=== Texto ===

"""

Em meados dos anos 1990, os italianos precisavam desesperadamente de sonhos. A desindustrialização tinha empurrado a economia para a beira da recessão. Privatizações foram seguidas de demissões em massa, e o mercado de trabalho tinha sido desregulamentado.

Além de tudo isso, a situação política estava em depressão – do início a meados de 1992, os dois procuradores-gerais do Estado, Giovanni Falcone e Paolo Borsellino, foram assassinados pela máfia. Havia rumores de que alguns políticos tinham ligações com o crime organizado, e a corrupção era um fenômeno amplamente disseminado. A expressão "Tangentopoli", a cidade da corrupção foi primeiro atribuída a Milão, mas se tornou um símbolo da miséria daqueles tempos.

"""

=== Registros exibidos ===
"""

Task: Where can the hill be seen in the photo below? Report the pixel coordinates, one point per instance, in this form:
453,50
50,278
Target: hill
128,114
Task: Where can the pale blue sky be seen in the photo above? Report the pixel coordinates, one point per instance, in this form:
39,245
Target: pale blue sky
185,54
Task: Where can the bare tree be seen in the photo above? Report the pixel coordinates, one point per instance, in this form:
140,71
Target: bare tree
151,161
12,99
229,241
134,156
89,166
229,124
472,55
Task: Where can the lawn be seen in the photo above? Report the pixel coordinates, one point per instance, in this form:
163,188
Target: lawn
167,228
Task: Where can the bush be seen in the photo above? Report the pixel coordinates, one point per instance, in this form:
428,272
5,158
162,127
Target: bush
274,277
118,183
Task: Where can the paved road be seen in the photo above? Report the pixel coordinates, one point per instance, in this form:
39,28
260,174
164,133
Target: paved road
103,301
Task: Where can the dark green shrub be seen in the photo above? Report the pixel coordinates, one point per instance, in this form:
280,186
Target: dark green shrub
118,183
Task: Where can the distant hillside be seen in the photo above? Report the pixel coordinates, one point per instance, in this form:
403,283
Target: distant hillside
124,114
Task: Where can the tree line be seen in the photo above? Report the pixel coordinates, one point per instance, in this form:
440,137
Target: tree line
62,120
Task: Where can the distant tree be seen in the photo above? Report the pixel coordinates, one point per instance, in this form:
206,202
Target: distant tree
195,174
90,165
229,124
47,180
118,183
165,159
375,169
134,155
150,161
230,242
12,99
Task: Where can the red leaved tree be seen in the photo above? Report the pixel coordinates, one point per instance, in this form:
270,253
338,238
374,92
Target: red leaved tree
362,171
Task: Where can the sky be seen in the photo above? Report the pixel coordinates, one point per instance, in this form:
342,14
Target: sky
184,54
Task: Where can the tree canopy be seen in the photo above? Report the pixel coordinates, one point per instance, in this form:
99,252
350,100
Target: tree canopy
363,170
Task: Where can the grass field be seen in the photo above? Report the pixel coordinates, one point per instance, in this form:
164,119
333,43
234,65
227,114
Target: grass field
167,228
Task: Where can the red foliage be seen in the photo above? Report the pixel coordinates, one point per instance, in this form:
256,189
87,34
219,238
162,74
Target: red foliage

"""

=== Tarefa a realizar ===
Por favor, traduza para o inglês esta frase do texto: "Em meados dos anos 1990, os italianos precisavam desesperadamente de sonhos."

=== Campo de resposta ===
In the mid-1990s, Italians desperately needed dreams.